What is expected:
The answer must consist of the listing, reproduced exactly.

──────

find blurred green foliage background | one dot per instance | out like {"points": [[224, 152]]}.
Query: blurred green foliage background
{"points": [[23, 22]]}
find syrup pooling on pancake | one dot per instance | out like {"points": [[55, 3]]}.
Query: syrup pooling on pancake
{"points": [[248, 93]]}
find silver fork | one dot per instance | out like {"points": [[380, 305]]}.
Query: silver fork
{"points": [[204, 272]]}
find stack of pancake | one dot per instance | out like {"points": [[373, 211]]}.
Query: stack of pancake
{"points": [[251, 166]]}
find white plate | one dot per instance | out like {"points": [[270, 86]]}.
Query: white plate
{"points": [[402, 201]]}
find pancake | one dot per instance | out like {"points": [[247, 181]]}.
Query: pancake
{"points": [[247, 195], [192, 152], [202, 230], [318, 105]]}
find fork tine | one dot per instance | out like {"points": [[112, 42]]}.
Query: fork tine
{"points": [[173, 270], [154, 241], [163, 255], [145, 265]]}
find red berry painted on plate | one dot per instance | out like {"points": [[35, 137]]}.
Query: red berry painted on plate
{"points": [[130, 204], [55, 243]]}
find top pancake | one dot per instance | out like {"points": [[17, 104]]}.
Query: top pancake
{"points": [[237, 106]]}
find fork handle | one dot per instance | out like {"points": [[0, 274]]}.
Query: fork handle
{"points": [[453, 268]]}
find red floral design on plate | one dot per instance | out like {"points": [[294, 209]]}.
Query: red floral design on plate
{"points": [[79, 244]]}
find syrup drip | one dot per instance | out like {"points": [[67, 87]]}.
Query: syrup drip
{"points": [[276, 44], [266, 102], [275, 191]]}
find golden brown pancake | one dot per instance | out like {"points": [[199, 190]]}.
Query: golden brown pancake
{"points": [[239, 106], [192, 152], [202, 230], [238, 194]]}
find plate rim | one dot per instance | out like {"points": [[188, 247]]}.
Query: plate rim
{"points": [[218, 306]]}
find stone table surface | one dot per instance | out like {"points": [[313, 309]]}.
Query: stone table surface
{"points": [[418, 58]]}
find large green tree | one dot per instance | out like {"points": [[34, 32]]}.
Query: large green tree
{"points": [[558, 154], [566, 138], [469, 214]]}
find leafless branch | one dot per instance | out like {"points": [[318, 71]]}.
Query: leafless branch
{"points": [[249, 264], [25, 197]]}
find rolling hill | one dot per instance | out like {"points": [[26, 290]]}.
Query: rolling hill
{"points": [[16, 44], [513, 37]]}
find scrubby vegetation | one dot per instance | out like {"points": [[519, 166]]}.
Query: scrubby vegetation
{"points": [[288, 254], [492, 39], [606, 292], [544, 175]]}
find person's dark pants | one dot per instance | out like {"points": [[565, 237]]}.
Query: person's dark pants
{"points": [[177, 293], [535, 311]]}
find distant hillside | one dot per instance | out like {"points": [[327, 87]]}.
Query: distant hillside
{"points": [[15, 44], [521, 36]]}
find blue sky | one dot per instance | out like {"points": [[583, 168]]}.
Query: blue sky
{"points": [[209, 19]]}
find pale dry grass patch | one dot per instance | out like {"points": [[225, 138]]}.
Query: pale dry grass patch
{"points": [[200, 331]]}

──────

Task result:
find blurred green foliage background | one dot per instance | out like {"points": [[224, 152]]}.
Query: blurred green foliage background
{"points": [[23, 22]]}
find syrup pooling on pancake | one dot per instance | out like {"points": [[55, 3]]}.
Query: syrup pooling on pancake
{"points": [[248, 93]]}
find silver fork | one dot per instance | out like {"points": [[380, 305]]}.
Query: silver fork
{"points": [[204, 272]]}
find stack of pancake | one dot per instance | out like {"points": [[373, 211]]}.
Query: stack of pancake
{"points": [[251, 166]]}
find white plate | one dot per instance | out like {"points": [[270, 86]]}.
Query: white plate
{"points": [[402, 201]]}
find pancake | one dot per instance | out like {"points": [[247, 181]]}.
Query: pancake
{"points": [[247, 195], [192, 152], [202, 230], [318, 105]]}
find fork tine | one dot per instance | out like {"points": [[112, 42]]}.
Query: fork tine
{"points": [[173, 270], [154, 241], [163, 255], [145, 265]]}
find red berry painted on plate | one dot per instance | out like {"points": [[35, 137]]}.
Query: red berry painted on plate
{"points": [[130, 204], [55, 243]]}
find top pancake | one dot per instance | out like {"points": [[17, 104]]}.
Query: top pancake
{"points": [[237, 106]]}
find fork handle | one dot per instance | out like {"points": [[0, 274]]}.
Query: fork handle
{"points": [[453, 268]]}
find red floral design on plate | one dot per instance | out like {"points": [[294, 209]]}.
Query: red floral design on plate
{"points": [[79, 244]]}
find syrup drip | one dot per instance | out like {"points": [[67, 87]]}.
Query: syrup drip
{"points": [[276, 44], [266, 102], [275, 191]]}
find golden brown pancake | one dot per instance | out like {"points": [[199, 190]]}.
Query: golden brown pancake
{"points": [[239, 106], [192, 152], [202, 230], [238, 194]]}
find plate rim | one dot per instance | out like {"points": [[188, 247]]}.
Query: plate rim
{"points": [[218, 306]]}
find stone table surface | one dot per instance | out like {"points": [[313, 309]]}.
Query: stone table surface
{"points": [[418, 58]]}
find large green tree | one dot per instance | out like {"points": [[34, 32]]}.
Query: large green tree
{"points": [[558, 154], [566, 138], [469, 214]]}
find leafless branch | one dot per instance | out like {"points": [[318, 71]]}.
Query: leafless branch
{"points": [[249, 264], [25, 197]]}
find rolling hill | one dot per instance | out like {"points": [[26, 290]]}.
Query: rolling hill
{"points": [[16, 44], [513, 37]]}
find scrubby vegetation | one dot per instance | out like {"points": [[519, 166]]}.
Query: scrubby vegetation
{"points": [[288, 254], [492, 39], [606, 292], [544, 175]]}
find person's dark pants | one dot per instance | out like {"points": [[565, 237]]}.
Query: person's dark pants
{"points": [[177, 293], [535, 311]]}
find distant hillside | one dot per instance | out like {"points": [[327, 87]]}.
Query: distant hillside
{"points": [[15, 44], [521, 36]]}
find blue sky | one dot per instance | out like {"points": [[583, 168]]}.
Query: blue sky
{"points": [[209, 19]]}
find pale dry grass patch | one dot per instance | out like {"points": [[225, 138]]}.
Query: pale dry grass patch
{"points": [[200, 331]]}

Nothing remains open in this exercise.